• [Available data]
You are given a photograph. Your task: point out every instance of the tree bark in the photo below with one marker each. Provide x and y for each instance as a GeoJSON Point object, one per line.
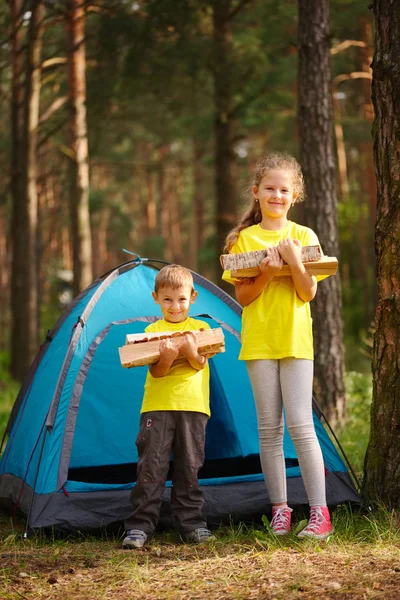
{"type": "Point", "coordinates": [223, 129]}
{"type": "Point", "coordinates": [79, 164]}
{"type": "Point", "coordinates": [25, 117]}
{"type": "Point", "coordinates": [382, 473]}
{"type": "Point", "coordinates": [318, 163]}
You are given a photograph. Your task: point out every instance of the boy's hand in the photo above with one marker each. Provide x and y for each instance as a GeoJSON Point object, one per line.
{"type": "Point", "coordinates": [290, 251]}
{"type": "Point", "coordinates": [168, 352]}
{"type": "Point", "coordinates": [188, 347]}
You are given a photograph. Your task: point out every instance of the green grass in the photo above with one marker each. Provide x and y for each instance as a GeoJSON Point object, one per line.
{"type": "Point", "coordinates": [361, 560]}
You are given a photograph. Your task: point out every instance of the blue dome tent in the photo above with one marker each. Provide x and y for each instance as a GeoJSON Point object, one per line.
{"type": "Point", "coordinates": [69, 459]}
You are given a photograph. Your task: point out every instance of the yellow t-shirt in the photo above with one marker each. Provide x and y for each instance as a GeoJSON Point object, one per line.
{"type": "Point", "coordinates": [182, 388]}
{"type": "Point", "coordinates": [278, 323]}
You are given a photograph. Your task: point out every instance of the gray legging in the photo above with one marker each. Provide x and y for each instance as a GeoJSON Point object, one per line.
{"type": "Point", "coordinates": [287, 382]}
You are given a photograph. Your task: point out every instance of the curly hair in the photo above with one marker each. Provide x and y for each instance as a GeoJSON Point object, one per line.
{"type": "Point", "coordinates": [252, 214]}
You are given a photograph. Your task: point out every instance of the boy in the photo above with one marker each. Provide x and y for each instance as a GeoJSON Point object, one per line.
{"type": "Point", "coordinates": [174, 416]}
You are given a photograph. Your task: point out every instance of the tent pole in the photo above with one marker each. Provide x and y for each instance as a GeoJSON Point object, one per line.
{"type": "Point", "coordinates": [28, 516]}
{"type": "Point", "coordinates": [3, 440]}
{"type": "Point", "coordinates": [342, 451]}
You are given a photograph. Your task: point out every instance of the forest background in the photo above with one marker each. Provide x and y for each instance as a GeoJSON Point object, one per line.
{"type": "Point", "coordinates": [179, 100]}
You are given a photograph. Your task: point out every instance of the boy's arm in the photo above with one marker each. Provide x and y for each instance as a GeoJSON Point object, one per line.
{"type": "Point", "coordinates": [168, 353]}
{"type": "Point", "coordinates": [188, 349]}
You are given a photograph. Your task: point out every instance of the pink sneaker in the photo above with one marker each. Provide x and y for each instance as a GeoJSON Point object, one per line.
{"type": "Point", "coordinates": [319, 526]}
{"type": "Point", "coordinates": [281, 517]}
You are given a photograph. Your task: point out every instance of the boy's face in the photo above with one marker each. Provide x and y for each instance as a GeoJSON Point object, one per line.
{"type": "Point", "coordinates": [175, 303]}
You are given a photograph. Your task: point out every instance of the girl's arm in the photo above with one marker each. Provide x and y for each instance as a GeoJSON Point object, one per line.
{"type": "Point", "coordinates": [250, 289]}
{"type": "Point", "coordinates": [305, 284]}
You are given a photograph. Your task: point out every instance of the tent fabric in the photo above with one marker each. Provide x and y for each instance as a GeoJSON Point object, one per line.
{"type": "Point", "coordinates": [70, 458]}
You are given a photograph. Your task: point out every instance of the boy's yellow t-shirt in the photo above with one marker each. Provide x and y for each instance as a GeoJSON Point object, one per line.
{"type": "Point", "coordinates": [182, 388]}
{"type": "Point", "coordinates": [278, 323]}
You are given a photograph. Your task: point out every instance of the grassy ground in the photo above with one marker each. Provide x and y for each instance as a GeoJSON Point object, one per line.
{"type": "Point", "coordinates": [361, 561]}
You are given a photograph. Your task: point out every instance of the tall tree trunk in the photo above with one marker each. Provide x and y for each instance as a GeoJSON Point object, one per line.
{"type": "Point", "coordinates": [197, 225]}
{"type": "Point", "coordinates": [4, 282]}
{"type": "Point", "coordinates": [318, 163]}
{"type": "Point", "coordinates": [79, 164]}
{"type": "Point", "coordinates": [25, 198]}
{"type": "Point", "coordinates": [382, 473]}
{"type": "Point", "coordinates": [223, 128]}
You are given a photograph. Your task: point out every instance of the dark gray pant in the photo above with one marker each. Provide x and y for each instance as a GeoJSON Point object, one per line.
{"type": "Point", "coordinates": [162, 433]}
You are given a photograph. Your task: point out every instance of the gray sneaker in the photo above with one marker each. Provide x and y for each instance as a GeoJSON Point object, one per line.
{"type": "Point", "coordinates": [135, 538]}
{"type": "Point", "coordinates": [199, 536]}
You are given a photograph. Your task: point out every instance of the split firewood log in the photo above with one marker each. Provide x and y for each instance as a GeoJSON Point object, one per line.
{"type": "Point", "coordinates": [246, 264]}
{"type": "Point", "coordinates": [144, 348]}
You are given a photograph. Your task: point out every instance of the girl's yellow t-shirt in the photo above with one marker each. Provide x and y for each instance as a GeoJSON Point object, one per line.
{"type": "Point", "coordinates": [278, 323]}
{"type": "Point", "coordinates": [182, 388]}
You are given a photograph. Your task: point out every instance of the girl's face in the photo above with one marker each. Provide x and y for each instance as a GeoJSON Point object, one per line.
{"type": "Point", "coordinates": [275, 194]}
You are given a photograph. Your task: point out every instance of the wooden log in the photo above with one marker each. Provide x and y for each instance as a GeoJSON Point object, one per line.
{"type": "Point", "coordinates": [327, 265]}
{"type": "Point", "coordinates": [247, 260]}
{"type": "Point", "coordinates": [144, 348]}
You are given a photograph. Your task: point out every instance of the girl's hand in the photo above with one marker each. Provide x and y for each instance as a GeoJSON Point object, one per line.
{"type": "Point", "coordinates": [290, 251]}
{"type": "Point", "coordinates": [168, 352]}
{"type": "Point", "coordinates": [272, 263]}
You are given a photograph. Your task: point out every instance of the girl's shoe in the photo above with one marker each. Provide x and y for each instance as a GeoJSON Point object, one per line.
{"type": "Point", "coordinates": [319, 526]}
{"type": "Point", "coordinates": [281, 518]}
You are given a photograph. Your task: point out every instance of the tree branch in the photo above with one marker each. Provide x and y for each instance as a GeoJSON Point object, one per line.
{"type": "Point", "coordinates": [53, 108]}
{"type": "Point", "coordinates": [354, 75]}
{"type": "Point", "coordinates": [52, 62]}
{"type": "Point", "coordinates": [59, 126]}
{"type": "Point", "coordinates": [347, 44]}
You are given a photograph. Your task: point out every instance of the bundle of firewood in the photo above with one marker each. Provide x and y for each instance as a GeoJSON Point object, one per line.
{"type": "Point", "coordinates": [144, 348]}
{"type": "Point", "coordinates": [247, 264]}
...
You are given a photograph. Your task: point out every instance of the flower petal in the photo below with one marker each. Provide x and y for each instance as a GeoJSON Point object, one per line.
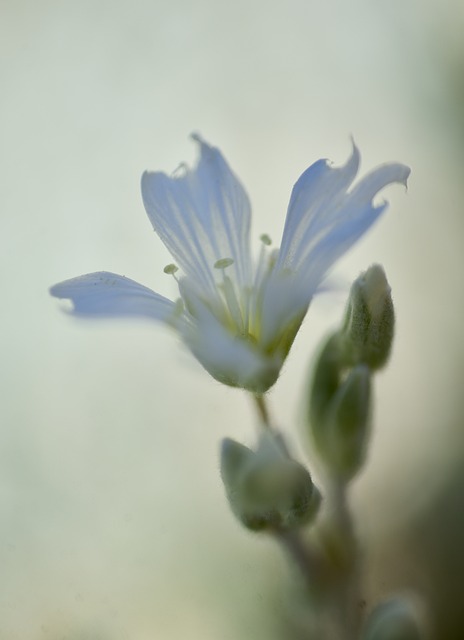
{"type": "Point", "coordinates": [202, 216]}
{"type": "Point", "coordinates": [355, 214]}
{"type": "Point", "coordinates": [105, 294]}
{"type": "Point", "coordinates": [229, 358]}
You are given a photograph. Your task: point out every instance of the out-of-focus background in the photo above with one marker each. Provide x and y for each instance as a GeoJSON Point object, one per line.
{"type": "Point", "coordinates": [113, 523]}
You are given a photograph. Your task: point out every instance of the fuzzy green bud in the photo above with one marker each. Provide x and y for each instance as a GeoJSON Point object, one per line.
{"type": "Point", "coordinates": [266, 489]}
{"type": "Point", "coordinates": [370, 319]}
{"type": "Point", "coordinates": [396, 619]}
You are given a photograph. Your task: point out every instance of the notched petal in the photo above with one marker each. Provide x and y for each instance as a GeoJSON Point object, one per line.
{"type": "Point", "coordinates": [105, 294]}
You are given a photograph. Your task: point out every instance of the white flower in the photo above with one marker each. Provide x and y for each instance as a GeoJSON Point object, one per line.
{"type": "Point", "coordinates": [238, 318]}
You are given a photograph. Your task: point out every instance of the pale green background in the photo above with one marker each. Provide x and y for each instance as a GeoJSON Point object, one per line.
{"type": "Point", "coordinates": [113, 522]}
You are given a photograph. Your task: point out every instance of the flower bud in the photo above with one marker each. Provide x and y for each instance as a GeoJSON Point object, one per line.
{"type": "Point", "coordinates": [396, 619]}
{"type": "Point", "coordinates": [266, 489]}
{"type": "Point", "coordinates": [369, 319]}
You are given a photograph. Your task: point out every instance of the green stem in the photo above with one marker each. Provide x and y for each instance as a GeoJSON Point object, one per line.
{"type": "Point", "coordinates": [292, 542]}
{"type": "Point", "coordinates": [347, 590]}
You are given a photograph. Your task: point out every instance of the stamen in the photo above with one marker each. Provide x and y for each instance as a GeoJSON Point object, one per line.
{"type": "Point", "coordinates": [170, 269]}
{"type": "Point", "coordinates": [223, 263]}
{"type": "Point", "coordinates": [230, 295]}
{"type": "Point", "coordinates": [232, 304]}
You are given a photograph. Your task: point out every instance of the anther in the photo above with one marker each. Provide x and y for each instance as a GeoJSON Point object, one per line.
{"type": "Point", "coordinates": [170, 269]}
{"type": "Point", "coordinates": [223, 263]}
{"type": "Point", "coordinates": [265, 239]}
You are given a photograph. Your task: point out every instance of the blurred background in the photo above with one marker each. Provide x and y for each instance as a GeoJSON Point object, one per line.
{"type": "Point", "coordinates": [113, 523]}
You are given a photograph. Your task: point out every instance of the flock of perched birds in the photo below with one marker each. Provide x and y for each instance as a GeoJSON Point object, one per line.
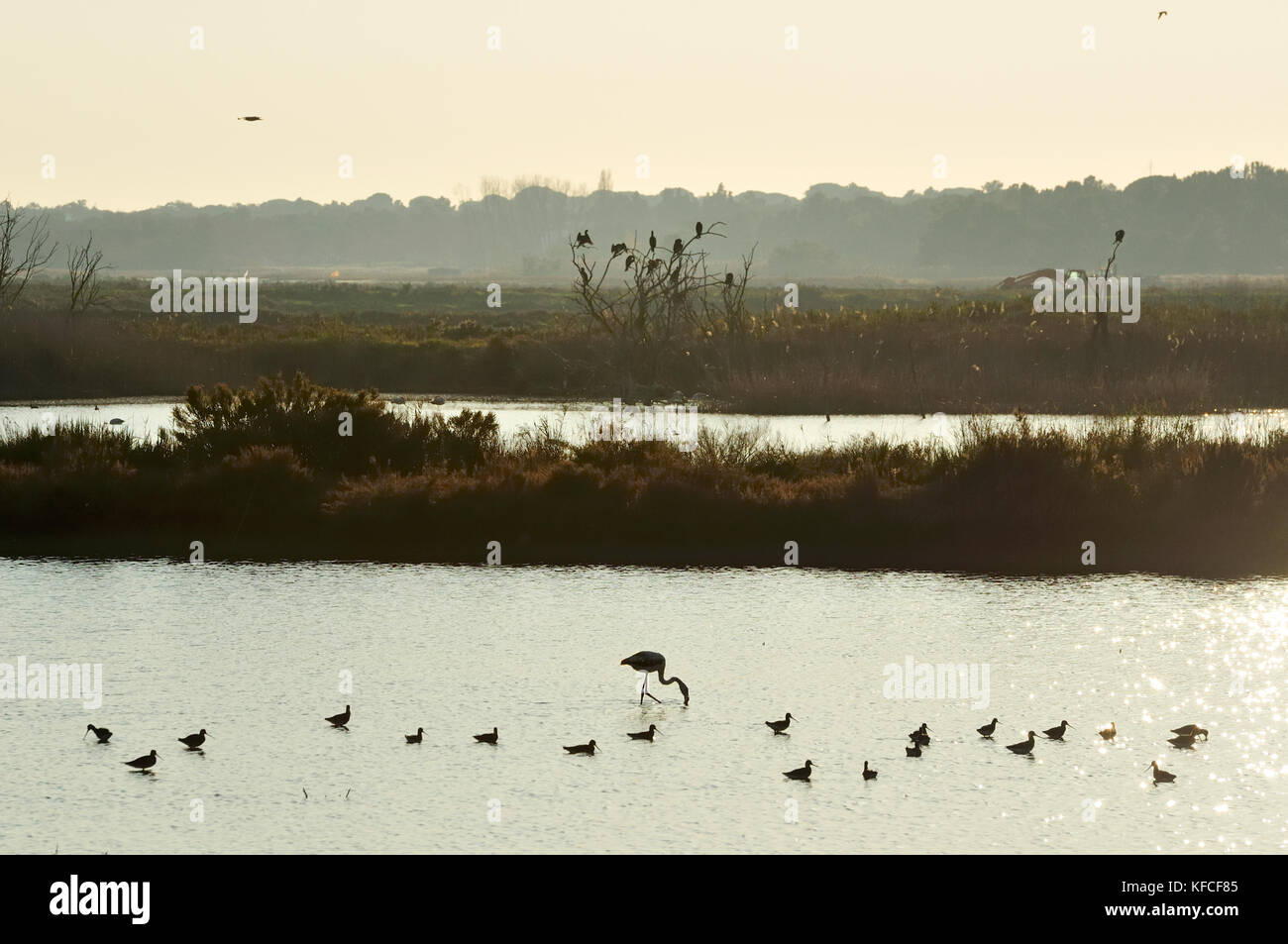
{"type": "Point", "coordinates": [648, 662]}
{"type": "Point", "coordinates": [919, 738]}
* * *
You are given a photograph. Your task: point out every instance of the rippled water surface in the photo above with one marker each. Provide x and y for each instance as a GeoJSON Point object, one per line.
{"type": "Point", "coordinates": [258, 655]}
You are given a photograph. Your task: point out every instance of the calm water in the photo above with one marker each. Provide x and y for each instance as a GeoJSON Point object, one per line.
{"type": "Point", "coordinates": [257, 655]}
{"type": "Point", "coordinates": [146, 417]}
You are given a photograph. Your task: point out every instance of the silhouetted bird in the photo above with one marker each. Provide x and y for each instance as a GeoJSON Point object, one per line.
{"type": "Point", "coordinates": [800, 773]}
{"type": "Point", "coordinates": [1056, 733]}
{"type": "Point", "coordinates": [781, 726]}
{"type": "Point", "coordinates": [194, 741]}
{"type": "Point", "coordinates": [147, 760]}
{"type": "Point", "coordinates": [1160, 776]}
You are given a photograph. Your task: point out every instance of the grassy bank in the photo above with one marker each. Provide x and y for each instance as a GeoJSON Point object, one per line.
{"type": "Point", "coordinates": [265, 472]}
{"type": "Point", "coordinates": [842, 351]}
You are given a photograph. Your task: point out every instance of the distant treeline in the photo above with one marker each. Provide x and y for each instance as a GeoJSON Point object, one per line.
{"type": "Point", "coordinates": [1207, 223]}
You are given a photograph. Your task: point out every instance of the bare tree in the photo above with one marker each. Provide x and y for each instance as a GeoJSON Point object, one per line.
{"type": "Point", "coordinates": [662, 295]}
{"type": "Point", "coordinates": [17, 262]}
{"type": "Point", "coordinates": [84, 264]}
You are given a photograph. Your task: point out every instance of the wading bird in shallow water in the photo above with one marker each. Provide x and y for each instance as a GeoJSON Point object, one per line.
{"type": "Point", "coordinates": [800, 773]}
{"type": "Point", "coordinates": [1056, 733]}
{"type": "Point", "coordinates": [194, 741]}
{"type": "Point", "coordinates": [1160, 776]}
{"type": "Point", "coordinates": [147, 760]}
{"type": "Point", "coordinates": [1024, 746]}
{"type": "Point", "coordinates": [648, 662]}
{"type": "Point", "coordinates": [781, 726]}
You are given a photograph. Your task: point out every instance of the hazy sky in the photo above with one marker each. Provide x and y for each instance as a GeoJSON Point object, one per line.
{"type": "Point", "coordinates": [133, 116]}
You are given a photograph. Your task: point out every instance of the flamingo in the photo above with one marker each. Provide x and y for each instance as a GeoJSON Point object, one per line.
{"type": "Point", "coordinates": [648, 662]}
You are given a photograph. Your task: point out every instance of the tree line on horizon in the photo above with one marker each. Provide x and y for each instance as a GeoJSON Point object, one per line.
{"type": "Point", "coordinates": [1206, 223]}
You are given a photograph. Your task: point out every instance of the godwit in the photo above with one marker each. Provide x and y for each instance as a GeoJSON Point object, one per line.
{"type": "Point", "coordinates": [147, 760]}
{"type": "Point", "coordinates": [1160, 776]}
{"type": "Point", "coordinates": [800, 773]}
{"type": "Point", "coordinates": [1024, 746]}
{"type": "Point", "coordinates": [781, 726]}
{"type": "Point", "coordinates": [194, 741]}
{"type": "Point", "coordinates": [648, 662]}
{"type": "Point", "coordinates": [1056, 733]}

• [Task statement] Extract each line of the listing above that contains the string "yellow". Matching is case-sensitive.

• [Exercise response]
You are given a photograph. Your task: point out every instance of the yellow t-shirt in the photo above with one marker each. Provide x and y for each instance as a GeoJSON Point object, one per line.
You are given a photograph. Your task: point out every instance of the boy's yellow t-shirt in the photo above with one marker each. Provide x and y for each instance as a GeoJSON Point object, one per line.
You are given a photograph. Your task: point out every instance of the girl's yellow t-shirt in the photo above with one marker each. Provide x and y for each instance as a GeoJSON Point object, one per line.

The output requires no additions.